Gerhard Beil (28 May 1926, Leipzig – 19 August 2010, Berlin) was a politician for the SED and the Minister for Foreign Trade of the GDR.

==Life==

After completing primary school, Beil trained as a commercial clerk. From 1943 to 1945 he was with the Reich Labor Service. In April 1944 he applied for membership in the NSDAP, but was rejected in October 1944.

In 1945 he became a locksmith and worked in the sales department of I.G. Farben in Frankfurt am Main (1946/1947), as a machinist in the brown coal plant Espenhain, miner at Wismut AG Aue (1949) and steel locksmith in Leipzig (1950 to 1952).

In 1949 Beil joined the FDJ. He studied in Berlin from 1953/1954 at the Hochschule für Planökonomie and until 1957 at the Humboldt-Universität with a degree in economics. In 1953 he joined the SED. From 1954 to 1956 he worked as a department and main department head in the State Secretariat for Local Economics. After that as senior and main speaker in the Ministry for Inner German Trade, Foreign Trade and Material Supply. After a complaint about violation of party discipline, he was a research assistant at the Commercial Representation of the GDR in Austria from 1958 to 1961.

From 1961 Beil worked again in the Ministry of Foreign Trade, initially as head of Western Europe (until 1965), 1969 to 1976 as State Secretary and from 1976 also as the first Deputy Minister.

From 1976 he was a candidate, from 1981 to 1989 member of the Central Committee of the SED, from 1977 member of the Council of Ministers of the GDR. From 1986 to 1990 he was the successor of Horst Sölle Minister for Foreign Trade of the GDR – he accompanied Erich Honecker on his trips to western countries.

Beil was one of the authors of the "Analysis of the Economic Situation of the GDR with Conclusions" together with Gerhard Schürer, Ernst Höfner, Alexander Schalck-Golodkowski and Arno Donda, as a template for the Politbüro of the SED on 30 October 1989. In this secret report, also known as "Schürer paper", the over-indebtedness and economic disruption of the GDR became clearly known for the first time.

Until his retirement, Gerhard Beil was an advisor to the Government of Maizière.

Beil and his wife were members of the party Die Linke. Gerhard Beil saw himself as a communist.

Gerhard Beil died on 19 August 2010 of heart failure in Berlin-Karolinenhof.

== Literature ==
- Gerhard Beil: Foreign trade and politics. A Minister remembers , Berlin: Edition Ost, 2010, ISBN 978-3-360-01805-2.
- Lothar de Maizière: I don't want my children to have to lie anymore , Freiburg: Herder, 2010, ISBN 978-3-451-30355-5, pp. 98–100, 105.

- _Action item 1_
Reproduce the stretch of the Gerhard Beil biography from "From 1976 he" through "as a communist.", renaming "secret report" as "confidential report".
- _Action item 2_
According to the Gerhard Beil biography, of what did Beil die in 2010?

- _Dataset records_
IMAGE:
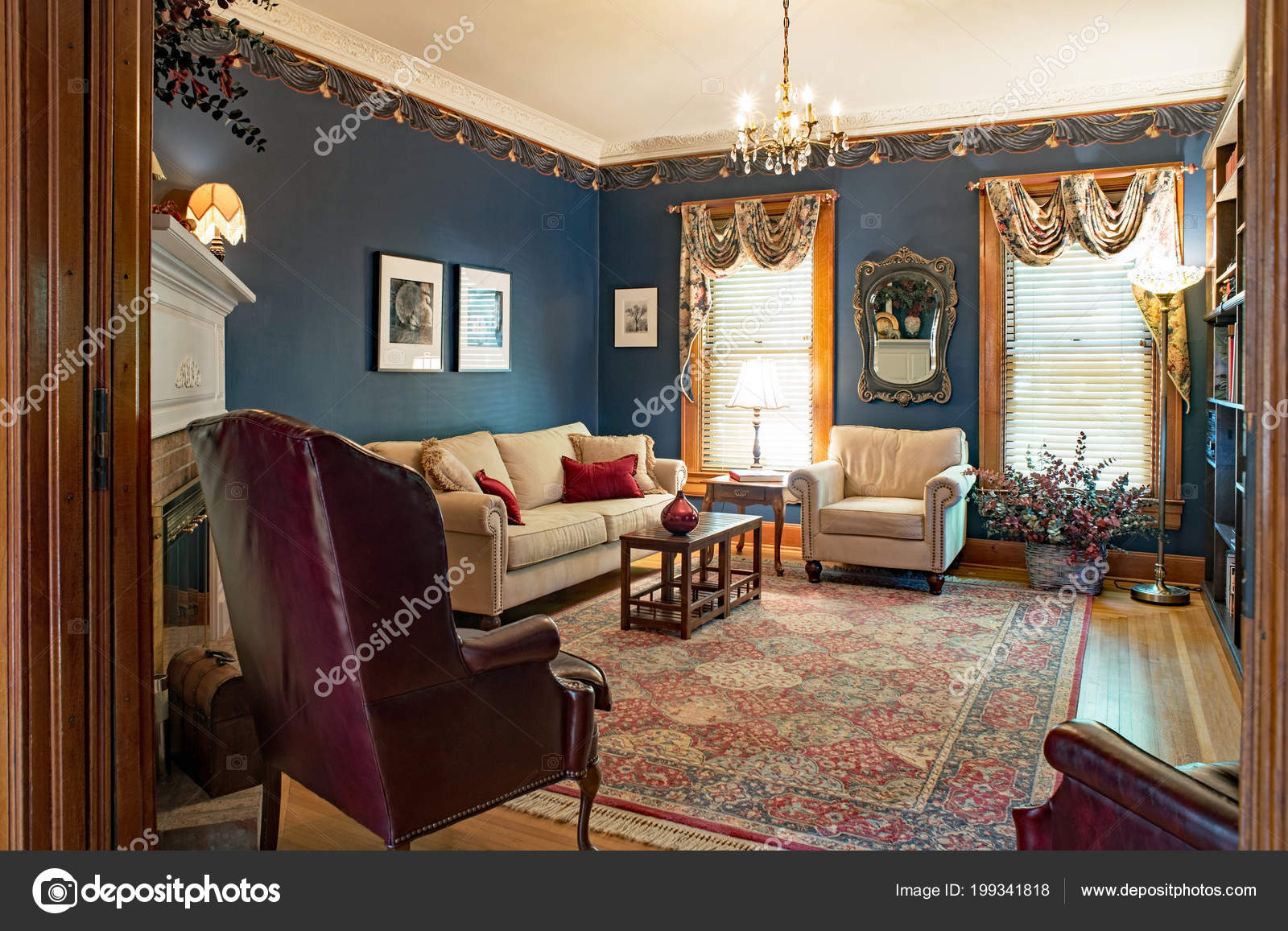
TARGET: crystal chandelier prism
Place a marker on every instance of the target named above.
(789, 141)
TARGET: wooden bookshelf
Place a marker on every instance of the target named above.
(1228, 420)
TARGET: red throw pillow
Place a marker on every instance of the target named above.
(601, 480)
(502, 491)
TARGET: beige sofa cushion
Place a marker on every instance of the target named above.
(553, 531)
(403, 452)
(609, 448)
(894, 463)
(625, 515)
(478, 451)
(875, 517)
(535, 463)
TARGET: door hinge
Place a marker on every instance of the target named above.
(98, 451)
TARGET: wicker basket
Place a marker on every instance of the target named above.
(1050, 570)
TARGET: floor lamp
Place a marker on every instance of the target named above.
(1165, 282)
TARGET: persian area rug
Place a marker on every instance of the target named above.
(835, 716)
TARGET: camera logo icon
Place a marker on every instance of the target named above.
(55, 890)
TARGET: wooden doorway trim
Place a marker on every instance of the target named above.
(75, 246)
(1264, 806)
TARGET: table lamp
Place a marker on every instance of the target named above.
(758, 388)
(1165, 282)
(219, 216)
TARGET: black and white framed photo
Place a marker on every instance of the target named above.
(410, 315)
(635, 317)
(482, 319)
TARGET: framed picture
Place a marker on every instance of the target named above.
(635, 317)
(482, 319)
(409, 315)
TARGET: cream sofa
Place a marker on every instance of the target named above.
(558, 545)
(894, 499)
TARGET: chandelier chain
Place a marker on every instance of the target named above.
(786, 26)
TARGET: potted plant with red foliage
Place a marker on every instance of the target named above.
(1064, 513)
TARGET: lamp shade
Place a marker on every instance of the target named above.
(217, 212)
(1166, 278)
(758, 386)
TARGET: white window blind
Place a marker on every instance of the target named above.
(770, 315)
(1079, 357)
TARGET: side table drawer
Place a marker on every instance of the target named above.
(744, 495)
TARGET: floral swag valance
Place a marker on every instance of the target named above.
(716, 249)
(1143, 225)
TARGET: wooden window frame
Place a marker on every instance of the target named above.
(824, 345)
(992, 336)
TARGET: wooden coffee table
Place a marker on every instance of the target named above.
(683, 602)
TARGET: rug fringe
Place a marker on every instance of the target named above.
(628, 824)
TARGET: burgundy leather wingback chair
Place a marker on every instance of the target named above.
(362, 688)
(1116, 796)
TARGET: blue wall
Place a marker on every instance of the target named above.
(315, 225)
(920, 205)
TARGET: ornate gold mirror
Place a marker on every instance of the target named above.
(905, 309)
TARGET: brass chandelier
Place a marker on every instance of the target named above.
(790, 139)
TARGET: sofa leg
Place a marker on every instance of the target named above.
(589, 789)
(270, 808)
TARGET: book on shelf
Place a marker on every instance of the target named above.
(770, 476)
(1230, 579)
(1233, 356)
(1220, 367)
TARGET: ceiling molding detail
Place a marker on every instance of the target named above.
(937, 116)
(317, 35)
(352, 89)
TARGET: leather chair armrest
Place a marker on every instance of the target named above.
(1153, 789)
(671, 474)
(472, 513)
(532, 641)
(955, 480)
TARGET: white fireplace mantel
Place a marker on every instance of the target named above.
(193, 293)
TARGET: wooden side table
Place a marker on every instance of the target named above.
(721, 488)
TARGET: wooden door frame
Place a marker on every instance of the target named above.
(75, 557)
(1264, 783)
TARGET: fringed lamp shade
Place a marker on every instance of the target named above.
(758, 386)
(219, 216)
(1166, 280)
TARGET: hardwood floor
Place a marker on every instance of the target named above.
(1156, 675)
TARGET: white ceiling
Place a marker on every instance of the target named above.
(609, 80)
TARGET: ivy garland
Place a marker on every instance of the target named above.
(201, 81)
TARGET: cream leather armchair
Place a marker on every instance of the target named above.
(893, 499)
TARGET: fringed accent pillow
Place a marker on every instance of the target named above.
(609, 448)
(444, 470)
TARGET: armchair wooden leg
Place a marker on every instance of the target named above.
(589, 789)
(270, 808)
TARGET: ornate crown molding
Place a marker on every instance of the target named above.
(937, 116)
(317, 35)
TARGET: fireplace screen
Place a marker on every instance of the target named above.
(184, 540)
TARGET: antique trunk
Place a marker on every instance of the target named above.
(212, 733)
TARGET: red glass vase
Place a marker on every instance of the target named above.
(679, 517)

--

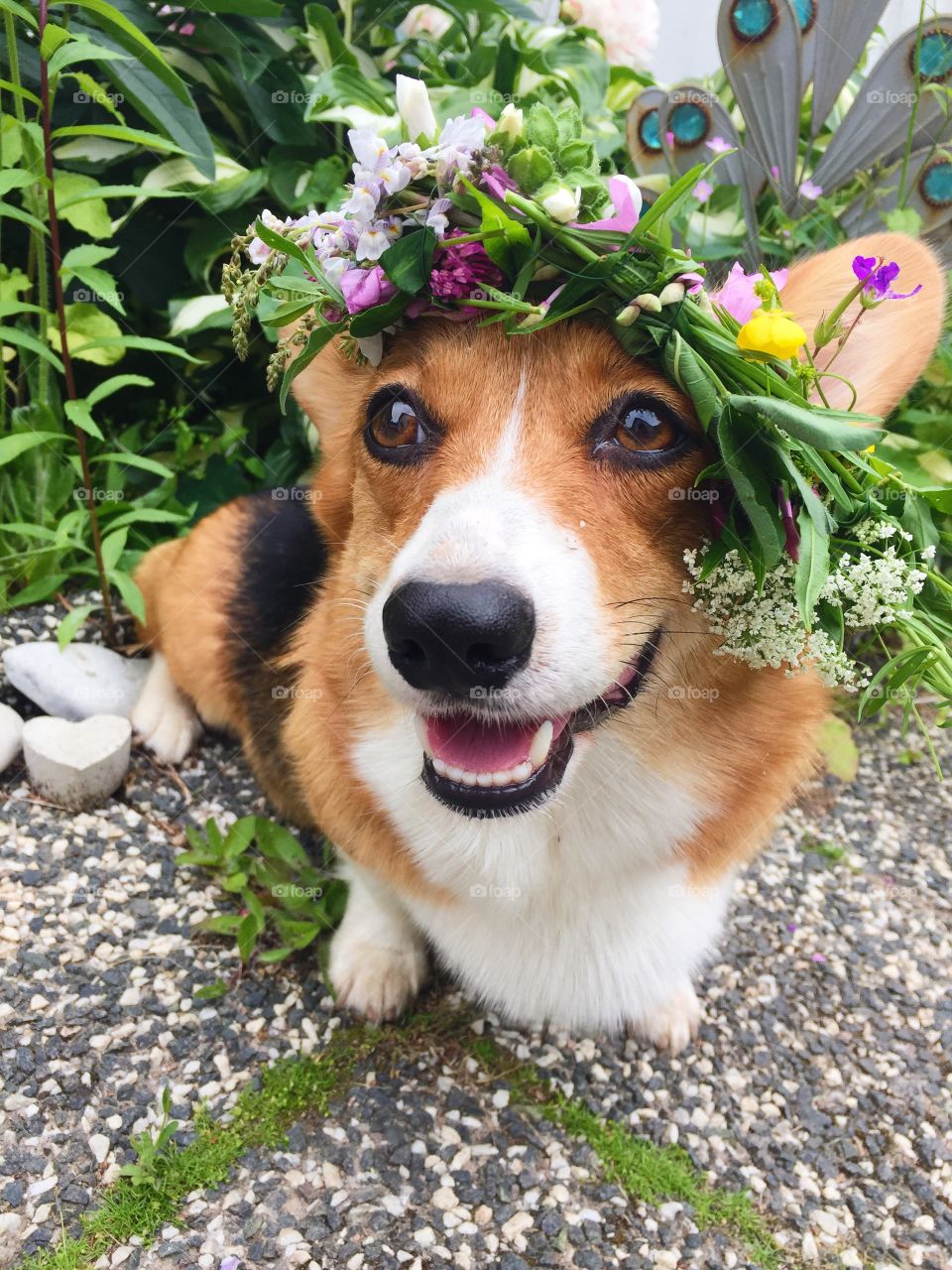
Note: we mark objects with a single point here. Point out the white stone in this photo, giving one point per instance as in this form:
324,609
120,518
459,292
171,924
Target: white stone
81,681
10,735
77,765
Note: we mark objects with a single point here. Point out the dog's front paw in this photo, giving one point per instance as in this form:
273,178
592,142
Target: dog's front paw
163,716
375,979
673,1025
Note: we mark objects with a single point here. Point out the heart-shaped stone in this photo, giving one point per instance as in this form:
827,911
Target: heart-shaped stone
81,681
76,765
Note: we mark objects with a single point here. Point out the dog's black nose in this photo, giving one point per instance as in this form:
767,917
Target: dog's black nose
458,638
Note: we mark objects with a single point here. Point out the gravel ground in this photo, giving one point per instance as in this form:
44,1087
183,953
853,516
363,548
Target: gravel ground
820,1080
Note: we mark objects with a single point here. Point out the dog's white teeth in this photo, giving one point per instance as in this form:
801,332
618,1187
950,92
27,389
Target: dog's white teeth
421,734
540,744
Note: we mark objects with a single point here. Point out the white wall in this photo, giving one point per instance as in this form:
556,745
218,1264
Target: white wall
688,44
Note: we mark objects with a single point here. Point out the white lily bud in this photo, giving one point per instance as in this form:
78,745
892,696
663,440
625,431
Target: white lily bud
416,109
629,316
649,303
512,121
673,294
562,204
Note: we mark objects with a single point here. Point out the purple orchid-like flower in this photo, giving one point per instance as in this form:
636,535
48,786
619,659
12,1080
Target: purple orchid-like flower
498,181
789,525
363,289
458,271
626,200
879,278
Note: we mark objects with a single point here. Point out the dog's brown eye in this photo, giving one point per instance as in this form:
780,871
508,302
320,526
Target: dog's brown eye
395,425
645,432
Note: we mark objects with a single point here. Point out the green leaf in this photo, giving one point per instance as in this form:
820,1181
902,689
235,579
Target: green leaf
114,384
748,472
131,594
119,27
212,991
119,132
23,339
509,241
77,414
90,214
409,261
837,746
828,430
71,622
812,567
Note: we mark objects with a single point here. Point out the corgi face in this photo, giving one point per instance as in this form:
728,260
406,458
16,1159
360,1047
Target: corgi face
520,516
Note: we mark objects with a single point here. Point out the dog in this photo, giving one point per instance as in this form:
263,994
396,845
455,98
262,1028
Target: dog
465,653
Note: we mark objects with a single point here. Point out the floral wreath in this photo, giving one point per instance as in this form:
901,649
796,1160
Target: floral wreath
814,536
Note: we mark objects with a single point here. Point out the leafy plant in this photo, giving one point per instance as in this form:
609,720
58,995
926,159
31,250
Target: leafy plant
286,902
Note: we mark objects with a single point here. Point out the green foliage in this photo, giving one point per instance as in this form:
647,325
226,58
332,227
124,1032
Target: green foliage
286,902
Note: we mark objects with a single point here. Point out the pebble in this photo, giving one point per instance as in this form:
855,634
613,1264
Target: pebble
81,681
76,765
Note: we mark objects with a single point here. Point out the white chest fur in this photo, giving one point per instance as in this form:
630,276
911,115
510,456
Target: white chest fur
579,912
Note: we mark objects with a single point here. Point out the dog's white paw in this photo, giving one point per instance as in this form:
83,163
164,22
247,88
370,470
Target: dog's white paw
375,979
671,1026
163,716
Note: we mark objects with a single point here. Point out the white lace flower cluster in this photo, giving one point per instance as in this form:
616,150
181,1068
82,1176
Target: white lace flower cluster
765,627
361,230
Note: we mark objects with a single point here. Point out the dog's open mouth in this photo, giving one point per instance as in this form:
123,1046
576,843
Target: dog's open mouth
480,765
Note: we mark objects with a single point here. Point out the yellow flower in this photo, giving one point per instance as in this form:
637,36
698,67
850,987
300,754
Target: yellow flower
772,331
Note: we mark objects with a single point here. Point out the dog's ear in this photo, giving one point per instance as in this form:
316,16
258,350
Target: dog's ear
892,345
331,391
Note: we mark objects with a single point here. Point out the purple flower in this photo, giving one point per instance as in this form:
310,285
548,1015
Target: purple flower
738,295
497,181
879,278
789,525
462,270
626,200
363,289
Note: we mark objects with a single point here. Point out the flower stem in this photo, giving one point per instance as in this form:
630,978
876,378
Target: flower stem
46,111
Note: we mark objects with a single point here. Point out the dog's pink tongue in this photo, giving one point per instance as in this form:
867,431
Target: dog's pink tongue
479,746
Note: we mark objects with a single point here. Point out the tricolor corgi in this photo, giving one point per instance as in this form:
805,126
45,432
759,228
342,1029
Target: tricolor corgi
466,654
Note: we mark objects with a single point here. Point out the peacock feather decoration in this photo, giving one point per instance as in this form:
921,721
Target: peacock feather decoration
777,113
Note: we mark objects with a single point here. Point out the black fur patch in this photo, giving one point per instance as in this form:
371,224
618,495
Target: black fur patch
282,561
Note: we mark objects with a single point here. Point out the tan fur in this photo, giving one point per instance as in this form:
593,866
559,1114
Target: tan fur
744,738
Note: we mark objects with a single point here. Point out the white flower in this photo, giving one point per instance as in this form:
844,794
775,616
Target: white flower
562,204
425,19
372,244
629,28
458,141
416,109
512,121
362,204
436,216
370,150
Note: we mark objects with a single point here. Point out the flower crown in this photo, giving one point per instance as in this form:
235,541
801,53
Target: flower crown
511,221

- _Exercise result 1_
From 1976 he was a candidate, from 1981 to 1989 member of the Central Committee of the SED, from 1977 member of the Council of Ministers of the GDR. From 1986 to 1990 he was the successor of Horst Sölle Minister for Foreign Trade of the GDR – he accompanied Erich Honecker on his trips to western countries.

Beil was one of the authors of the "Analysis of the Economic Situation of the GDR with Conclusions" together with Gerhard Schürer, Ernst Höfner, Alexander Schalck-Golodkowski and Arno Donda, as a template for the Politbüro of the SED on 30 October 1989. In this confidential report, also known as "Schürer paper", the over-indebtedness and economic disruption of the GDR became clearly known for the first time.

Until his retirement, Gerhard Beil was an advisor to the Government of Maizière.

Beil and his wife were members of the party Die Linke. Gerhard Beil saw himself as a communist.

- _Exercise result 2_
Heart failure.